*GIVEN TASK*. Every line below is to be quoted exactly, with nothing added or dropped.

-- Start STORED DATA --

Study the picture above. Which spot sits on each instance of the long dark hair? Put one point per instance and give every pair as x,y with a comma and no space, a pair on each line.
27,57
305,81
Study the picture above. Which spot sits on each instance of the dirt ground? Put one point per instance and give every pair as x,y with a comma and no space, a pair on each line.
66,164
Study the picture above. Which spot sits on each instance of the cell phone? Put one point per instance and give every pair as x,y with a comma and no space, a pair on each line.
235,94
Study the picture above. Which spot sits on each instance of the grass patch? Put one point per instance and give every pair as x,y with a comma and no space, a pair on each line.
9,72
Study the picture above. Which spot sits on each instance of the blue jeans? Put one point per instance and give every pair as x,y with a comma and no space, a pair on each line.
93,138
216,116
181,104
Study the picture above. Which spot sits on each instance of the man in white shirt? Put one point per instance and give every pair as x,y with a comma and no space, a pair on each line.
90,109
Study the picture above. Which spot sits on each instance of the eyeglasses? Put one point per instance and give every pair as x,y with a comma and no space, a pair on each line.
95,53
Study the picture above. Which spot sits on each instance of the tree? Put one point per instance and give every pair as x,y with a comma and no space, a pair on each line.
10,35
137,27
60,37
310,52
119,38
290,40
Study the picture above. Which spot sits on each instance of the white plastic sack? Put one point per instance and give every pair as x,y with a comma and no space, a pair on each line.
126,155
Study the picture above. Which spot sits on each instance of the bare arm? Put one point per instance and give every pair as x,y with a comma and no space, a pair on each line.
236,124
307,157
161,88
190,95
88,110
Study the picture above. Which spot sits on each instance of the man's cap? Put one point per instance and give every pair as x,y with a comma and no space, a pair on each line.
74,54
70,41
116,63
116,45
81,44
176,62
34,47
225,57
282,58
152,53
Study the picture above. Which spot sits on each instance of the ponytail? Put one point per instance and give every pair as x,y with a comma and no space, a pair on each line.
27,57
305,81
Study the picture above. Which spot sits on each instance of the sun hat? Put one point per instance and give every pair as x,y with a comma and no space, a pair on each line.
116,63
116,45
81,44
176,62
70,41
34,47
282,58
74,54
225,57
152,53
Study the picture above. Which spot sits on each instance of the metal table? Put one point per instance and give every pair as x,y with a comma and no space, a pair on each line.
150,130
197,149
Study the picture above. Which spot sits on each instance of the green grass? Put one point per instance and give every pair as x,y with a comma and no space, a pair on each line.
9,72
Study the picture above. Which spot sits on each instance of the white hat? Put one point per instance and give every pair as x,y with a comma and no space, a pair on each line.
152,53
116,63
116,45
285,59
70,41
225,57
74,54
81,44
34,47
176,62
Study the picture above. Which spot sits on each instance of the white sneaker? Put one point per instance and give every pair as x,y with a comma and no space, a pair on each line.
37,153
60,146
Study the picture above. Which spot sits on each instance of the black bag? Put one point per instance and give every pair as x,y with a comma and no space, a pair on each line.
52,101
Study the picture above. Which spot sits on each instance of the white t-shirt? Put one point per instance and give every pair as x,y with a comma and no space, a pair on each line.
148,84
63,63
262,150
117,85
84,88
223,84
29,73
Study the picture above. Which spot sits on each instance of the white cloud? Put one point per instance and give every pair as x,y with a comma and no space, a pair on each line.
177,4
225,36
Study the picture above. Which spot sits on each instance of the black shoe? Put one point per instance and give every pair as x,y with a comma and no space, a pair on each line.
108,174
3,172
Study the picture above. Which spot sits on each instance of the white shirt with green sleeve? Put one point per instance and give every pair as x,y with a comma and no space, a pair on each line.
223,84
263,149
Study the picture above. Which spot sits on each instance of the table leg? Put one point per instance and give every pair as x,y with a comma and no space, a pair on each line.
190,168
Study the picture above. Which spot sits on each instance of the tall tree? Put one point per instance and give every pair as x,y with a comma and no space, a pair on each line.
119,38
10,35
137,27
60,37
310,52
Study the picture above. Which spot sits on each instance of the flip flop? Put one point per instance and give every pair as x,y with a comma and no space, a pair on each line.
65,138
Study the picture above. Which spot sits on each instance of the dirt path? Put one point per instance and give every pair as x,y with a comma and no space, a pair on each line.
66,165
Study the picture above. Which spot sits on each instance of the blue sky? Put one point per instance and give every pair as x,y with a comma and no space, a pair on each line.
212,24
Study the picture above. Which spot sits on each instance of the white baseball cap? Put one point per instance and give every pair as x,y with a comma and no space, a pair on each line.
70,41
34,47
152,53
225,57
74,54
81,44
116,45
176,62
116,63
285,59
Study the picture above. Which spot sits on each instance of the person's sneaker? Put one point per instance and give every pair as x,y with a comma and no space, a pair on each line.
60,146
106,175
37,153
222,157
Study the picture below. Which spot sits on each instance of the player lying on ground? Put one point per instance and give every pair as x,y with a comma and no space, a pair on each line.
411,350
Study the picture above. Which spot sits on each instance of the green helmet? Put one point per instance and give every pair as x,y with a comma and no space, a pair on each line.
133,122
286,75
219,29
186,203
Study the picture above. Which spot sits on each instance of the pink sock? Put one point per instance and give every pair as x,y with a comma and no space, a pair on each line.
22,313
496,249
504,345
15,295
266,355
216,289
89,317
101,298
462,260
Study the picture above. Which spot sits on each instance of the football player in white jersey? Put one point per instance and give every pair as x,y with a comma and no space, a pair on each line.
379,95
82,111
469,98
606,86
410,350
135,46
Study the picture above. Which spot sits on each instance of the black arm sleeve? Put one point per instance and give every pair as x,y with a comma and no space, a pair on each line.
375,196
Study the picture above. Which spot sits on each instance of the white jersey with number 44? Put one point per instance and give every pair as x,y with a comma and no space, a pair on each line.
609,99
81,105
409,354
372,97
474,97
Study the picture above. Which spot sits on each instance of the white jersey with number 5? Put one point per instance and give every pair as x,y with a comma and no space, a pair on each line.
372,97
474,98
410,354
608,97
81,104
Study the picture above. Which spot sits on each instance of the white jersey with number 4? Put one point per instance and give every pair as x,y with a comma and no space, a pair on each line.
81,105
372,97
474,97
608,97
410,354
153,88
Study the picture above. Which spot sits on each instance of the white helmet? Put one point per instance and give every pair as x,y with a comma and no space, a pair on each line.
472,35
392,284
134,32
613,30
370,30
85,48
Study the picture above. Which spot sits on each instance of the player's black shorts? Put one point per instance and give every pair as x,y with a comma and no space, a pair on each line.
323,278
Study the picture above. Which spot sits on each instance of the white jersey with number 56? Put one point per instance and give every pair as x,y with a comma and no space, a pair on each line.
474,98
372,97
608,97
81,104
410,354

-- End STORED DATA --

*ANSWER FOR THE TASK*.
Study the picture above. Which spot sits on each instance of the long dark hair? Put one point per instance and give every pair as x,y with a comma and no space, a pair on each line.
27,57
305,81
Study the picture above. Which spot sits on each instance of the dirt ground? Put one point per instance and give every pair as x,y with a comma and no space, a pair on each line.
66,164
Study the picture above. Which spot sits on each instance of the cell phone? Put one point per instance and give every pair as x,y with a comma and no space, a pair on each line.
235,94
Study the picture above. Which spot sits on each instance of the grass patch? Put one point per instance and give every pair as x,y with a comma and no space, a pair on each line.
9,72
Study the picture above. Which spot sits on each instance of the blue jeans? Put one point per instance and give every pair as x,y with a comma and no space, a pair on each line.
93,138
216,116
181,104
Study the picture above. Which spot sits on each instance of the man in white shirt? Put one point per instance and give every pair as x,y with a comma and no space, a pair on each line.
90,109
Study the picture above. Which spot sits on each instance of the eyeglasses? Put one point per instance and give every pair as x,y with a comma and no space, a pair on each line.
95,53
Study the picture above. Which spot sits on each instance of the tree? Put one point per instance and give every pair as x,y with a comma and no space, a pair on each line.
10,35
137,27
60,37
310,52
119,38
290,40
Study the picture above. Which spot sits on each instance of the white plastic sack? Put one point per instance and give every pair as x,y with a comma and no space, a pair on each line.
126,155
Study the picture above. Which spot sits on each instance of the bare arm? Put one point per instance and give every pair as x,y with a comma and no space, a pair on each line.
236,124
307,157
161,88
190,95
88,110
Study the picture above. Which spot sits on each instance of the man's cap? Put one point per instance and give every pair as x,y with a comma and no space, a pair on each line.
74,54
70,41
116,63
116,45
81,44
176,62
34,47
225,57
282,58
152,53
Study the picture above. Which spot sits on each instance of the ponytail? Put one point per instance and give every pair as x,y with a comma and no space, a pair on each line.
27,57
305,81
Study the picture above. Which spot sits on each instance of the sun hat? Put one point per instance and give every pair as x,y with a comma and no space, a pair on each line.
116,63
116,45
81,44
176,62
70,41
34,47
282,58
74,54
225,57
152,53
Study the picture above. Which spot sits on each instance of the metal table? Put one point per instance and give every pair as x,y with a comma and no space, a pair on each line.
150,130
197,149
Study the picture above. Which spot sits on each instance of the green grass? Put one point per instance and give every pair as x,y with a comma and no space, a pair on each line.
9,72
Study the picture above. Which spot sits on each instance of the white hat? Put one point per instance and give every pair as x,y with a comma and no space, a pair on each line.
152,53
116,63
116,45
285,59
70,41
225,57
74,54
81,44
34,47
176,62
Study the picture above. Which spot sits on each instance of the white sneaker? Put one point per instance and give every pair as x,y with a comma and no space, a pair on each line.
37,153
60,146
Study the picture above. Which spot sits on each instance of the black bag? Put one point per instance and give every pair as x,y with a comma and no space, a pair on each line.
52,101
Study the picture above. Which spot sits on each instance of the white t-shirt? Put one point per instance and give every pair as x,y with a comma and no space, a pair on each line.
148,84
63,63
262,150
117,85
84,88
223,84
29,73
Study the picture above. Which spot sits on each instance of the white cloud? Put one point per instance and give every pair as x,y with a comma and no space, a pair on each line.
177,4
225,36
Study the picture above. Which spot sits on each instance of the black shoe? Put one point per instance and give every pair as x,y with a comma and no space, a pair on each line.
108,174
3,172
Study the picture above. Which spot sits on each instance of the white shirt with green sleeve? Put one point per instance and give every pair as x,y with a comma and no space, a pair on each line.
223,84
263,149
Study the picture above. Which spot sits on each instance of the table leg? Put one point per instance and give every pair as x,y with a comma and no space, a pair on each line.
190,168
Study the picture above. Which spot sits on each instance of the tall tree? Put one point per instance and give every pair as x,y with a comma and no space, a pair on each line.
119,38
10,35
137,27
60,37
310,52
Study the picture above. Which spot sits on each instance of the flip flop? Put one point per instance and give every pair as x,y with a comma and no space, a pair on each line.
65,138
Study the picture above. Which spot sits on each instance of the dirt path? Put one point per instance and give every pair as x,y with a comma and no space, a pair on each line.
66,165
Study the picture above. Which spot sits on each instance of the blue sky? Put one point per instance and give every pair as x,y with a comma and no space, a pair on each line.
212,24
Study the picture above. Which spot sits on each instance of the white baseball cap? Put one point per instance and give every pair as x,y with a comma and no space, a pair on each line.
70,41
34,47
152,53
225,57
74,54
81,44
116,45
176,62
116,63
285,59
Study the picture above. Which spot sits on each instance of the person's sneaker? Put one point per instance and give every pair as x,y with a comma and no space, a pair on each line.
60,146
106,175
37,153
222,157
Study the picture below. Which spot sits on each instance of the player lying on ground? Put one point per instance and give every pair as x,y with a comma and no space, a pair on each line.
411,350
Study the picture above. Which spot sits on each instance of the green helmet? Put one point per instance and give every pair as x,y with a comma and no space, a pair on each line.
133,122
286,75
219,29
186,203
Study the picture above. Which spot sits on each instance of the pink sock? Put one point per instance and give every pair as x,y with a comma and no space, a pair on each line.
22,313
496,249
504,345
15,295
266,355
216,289
89,317
101,298
462,260
Study the picture above. Which spot sits on each instance of the football player in white jersey? Put one point per instance and give every pair as x,y with a comma and no space, a pair on each line.
379,95
82,111
469,98
606,86
410,350
135,46
Study the picture above. Which spot sits on each instance of the black arm sleeve? Put one point per instance and give every pair as x,y with a comma and no space, a pair on each line.
375,196
Study the picture above. Which spot sits on each instance of the white jersey with number 44? Put one point per instance and give every pair as x,y with a comma and no space, a pair on each line.
609,99
81,105
409,354
372,97
474,97
Study the picture above. Which spot sits on each instance of the white jersey with number 5? Put one point per instance and give every pair as x,y with a comma and no space, a pair on each line.
372,97
474,98
410,354
608,97
81,104
Study the picture above. Which spot sits on each instance of the white jersey with number 4? Put one point per instance and give every pair as x,y with a comma and no space, a pair on each line.
81,105
372,97
474,97
608,97
410,354
153,88
Study the picture above. Which spot sits on each instance of the white helmet? Put one point per instance and give every pair as x,y with a comma and no space, a pair on each line.
472,35
392,284
134,32
613,30
370,30
85,48
Study the picture above. Which spot sits on each instance of the player's black shorts? Put one point per instance and give every pair as x,y with a comma and no space, a pair on each line.
323,278
Study the picture above. Which spot sits on each instance of the white jersey with number 56? Put one point per instance and give every pair as x,y with a comma and no space, a pair on each line.
474,98
372,97
608,97
81,104
410,354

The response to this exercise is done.